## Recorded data
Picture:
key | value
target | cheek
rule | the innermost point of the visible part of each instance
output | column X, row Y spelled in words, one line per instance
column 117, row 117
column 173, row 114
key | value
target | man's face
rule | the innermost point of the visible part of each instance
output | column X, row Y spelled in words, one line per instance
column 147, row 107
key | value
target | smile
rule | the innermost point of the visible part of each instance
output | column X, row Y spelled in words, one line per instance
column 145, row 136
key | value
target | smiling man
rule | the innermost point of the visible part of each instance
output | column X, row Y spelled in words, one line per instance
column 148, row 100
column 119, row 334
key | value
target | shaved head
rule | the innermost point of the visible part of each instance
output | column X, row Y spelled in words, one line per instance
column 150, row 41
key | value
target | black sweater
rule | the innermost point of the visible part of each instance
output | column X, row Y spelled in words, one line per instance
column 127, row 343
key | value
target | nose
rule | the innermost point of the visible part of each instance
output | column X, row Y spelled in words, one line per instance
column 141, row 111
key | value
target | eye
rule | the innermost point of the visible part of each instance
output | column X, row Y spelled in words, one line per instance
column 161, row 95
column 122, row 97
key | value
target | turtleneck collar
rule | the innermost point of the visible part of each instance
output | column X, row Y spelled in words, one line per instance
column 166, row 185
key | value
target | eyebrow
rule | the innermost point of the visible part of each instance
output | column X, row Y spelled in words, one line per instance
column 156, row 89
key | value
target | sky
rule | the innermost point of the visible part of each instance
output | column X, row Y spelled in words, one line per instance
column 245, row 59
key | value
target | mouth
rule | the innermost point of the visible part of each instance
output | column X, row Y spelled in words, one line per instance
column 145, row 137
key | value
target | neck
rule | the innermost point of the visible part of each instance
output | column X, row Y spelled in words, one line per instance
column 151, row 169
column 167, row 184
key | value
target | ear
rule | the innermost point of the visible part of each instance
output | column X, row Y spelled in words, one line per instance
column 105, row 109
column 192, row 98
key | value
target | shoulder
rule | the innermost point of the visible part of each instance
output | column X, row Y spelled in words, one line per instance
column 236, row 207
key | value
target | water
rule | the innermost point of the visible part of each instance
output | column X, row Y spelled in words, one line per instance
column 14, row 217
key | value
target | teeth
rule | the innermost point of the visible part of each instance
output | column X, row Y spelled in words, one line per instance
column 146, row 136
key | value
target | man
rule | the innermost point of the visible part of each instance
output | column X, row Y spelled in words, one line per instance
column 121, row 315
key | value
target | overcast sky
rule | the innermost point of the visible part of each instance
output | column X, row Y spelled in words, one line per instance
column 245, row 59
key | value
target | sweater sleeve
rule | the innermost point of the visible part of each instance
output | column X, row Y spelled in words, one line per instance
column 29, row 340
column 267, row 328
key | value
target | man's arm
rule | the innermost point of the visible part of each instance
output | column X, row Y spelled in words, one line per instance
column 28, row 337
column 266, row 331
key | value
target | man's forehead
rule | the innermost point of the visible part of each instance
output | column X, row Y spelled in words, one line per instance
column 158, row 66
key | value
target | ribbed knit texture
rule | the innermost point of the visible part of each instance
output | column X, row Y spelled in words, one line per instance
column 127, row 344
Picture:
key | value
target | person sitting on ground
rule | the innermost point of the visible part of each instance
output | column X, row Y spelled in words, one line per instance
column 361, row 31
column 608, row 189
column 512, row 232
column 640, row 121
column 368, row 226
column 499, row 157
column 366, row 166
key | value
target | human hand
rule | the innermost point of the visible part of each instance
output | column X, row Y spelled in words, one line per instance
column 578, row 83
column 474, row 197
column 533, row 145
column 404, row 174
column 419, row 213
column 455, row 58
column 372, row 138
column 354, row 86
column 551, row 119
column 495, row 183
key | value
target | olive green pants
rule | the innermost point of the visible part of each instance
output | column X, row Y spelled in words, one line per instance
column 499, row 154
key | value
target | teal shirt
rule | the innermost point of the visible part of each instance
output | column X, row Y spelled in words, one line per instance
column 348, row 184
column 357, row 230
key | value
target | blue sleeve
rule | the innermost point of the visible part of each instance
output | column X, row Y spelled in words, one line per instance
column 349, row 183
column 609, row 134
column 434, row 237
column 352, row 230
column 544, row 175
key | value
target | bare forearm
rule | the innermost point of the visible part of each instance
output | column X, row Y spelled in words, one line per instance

## WORK TO DO
Pull out every line of the records that contains the string "sweater".

## WRITTEN SOLUTION
target | black sweater
target | sweater sleeve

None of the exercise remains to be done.